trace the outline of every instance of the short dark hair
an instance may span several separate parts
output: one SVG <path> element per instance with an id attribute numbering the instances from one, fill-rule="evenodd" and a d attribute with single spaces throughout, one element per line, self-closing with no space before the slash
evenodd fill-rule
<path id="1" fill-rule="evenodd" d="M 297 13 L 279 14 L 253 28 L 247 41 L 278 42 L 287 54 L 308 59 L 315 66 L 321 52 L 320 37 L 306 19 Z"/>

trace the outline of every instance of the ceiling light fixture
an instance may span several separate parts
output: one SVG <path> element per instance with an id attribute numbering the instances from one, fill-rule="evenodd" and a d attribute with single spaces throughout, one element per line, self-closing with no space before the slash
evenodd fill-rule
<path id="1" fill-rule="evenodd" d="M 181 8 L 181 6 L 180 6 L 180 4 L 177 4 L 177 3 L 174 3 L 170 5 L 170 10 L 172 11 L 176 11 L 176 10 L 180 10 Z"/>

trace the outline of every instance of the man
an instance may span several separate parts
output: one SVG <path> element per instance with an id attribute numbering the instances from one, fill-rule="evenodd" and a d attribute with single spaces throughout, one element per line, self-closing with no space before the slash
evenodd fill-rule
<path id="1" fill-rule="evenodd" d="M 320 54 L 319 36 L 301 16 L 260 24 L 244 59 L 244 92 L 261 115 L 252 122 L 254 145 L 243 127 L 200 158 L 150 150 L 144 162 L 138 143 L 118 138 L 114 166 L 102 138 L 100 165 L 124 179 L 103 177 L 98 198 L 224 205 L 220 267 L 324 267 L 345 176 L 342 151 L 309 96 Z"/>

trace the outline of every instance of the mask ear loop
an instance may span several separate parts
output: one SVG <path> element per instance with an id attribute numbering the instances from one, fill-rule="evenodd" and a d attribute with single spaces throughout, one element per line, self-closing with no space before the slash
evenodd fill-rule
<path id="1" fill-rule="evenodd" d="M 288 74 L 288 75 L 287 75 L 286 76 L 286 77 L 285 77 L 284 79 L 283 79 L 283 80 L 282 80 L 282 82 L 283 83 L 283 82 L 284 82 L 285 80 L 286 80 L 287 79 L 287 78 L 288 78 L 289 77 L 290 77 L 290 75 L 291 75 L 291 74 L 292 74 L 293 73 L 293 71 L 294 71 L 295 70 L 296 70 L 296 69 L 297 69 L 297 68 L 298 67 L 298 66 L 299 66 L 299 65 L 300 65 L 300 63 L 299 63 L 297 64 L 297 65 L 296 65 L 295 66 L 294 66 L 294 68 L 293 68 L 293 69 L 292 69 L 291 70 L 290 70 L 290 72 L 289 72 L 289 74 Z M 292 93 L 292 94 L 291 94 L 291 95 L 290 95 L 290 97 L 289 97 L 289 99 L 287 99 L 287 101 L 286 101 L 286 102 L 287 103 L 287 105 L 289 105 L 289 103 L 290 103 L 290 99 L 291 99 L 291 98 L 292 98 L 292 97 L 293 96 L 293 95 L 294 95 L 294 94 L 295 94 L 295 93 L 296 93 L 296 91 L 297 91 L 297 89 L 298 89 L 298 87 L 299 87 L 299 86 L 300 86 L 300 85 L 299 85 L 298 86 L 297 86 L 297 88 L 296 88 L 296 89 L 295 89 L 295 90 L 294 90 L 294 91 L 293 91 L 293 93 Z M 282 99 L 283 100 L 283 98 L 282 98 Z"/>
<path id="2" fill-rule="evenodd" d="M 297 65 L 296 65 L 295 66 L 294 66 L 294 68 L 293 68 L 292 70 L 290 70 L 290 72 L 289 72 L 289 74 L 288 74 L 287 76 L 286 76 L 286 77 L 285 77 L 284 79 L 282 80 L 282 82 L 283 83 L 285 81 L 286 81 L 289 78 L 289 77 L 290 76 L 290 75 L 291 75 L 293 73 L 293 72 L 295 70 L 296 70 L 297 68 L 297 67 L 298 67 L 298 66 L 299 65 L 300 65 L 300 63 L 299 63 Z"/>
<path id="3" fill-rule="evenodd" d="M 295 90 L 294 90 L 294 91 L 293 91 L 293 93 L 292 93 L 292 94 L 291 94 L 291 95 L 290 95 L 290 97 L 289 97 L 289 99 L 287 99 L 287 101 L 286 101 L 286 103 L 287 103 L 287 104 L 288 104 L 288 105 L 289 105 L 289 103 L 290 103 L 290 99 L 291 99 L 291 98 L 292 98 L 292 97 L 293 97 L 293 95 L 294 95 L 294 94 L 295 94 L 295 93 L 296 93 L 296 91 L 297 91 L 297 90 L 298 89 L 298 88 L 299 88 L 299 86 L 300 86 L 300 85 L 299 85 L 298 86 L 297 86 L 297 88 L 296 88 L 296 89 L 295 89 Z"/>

^^^^^^^^^^^^^^^^

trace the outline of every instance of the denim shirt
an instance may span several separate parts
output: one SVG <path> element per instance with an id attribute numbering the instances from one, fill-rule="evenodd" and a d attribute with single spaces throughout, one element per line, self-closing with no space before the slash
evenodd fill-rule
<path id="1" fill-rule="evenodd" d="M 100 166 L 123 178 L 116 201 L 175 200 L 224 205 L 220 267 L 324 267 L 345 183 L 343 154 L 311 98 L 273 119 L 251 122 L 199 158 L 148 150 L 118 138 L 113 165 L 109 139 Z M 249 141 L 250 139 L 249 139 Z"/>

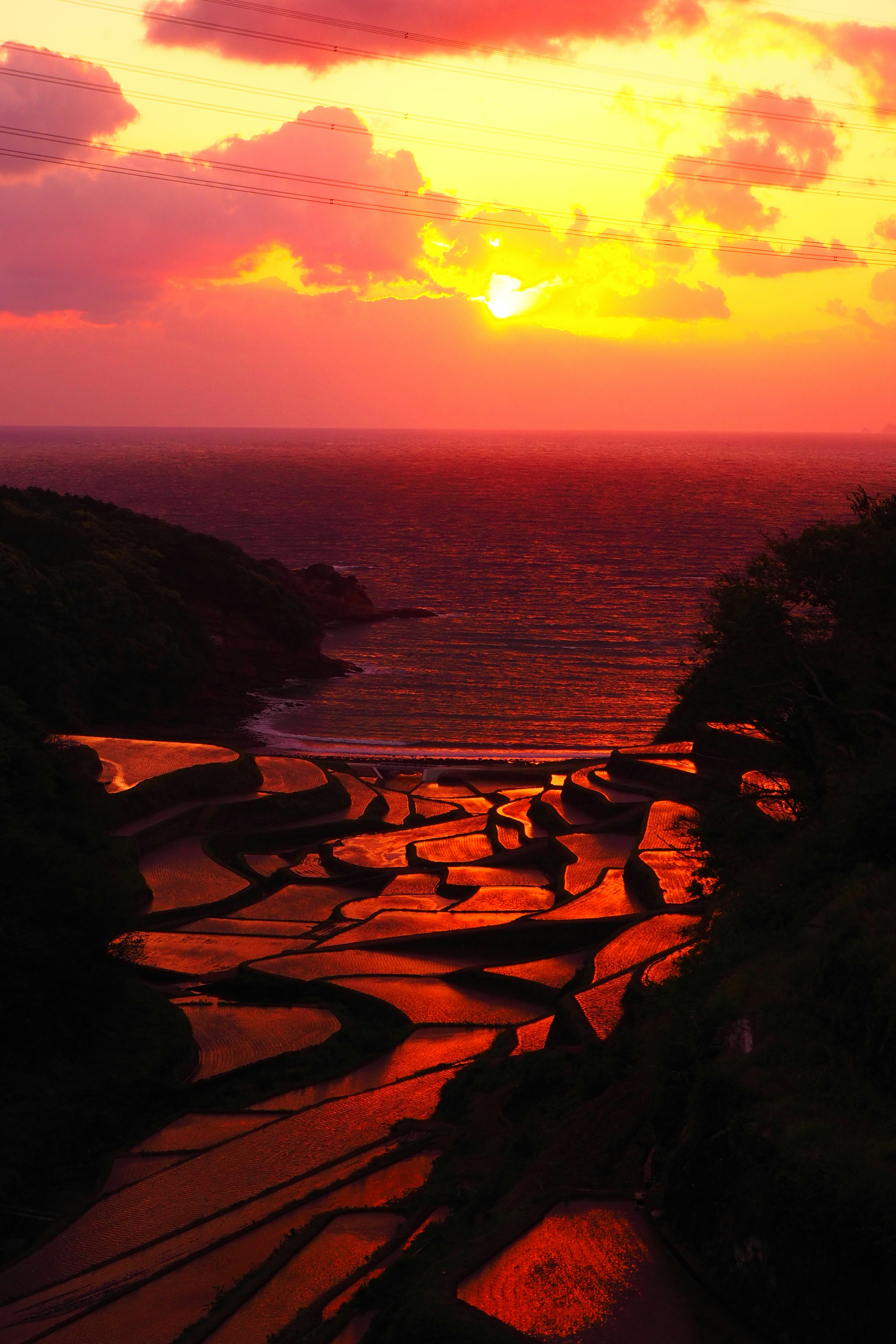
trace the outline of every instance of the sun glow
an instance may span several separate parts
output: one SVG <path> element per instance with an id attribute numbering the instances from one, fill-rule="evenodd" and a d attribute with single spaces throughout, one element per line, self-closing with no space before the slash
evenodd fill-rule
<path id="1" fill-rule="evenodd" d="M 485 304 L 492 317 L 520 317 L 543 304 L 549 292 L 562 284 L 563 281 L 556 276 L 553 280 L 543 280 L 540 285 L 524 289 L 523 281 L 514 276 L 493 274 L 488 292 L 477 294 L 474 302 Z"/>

^^^^^^^^^^^^^^^^

▸ GIVEN EXERCISE:
Change "short dark hair" to "short black hair" in the items from the line with "trace the outline of every instance of the short" to the line with "297 13 L 279", leaving everything else unchanged. Give back only those lines.

▸ TASK OUTPUT:
trace the outline of every instance of the short black hair
an instance may span several separate parts
output: one SVG <path> element per instance with an id attribute numbering the instances from one, fill-rule="evenodd" and a d attribute with single spaces throughout, one element per line, self-closing with no space before the slash
evenodd fill-rule
<path id="1" fill-rule="evenodd" d="M 297 13 L 279 14 L 253 28 L 247 41 L 278 42 L 287 54 L 308 59 L 315 66 L 321 52 L 320 37 L 306 19 Z"/>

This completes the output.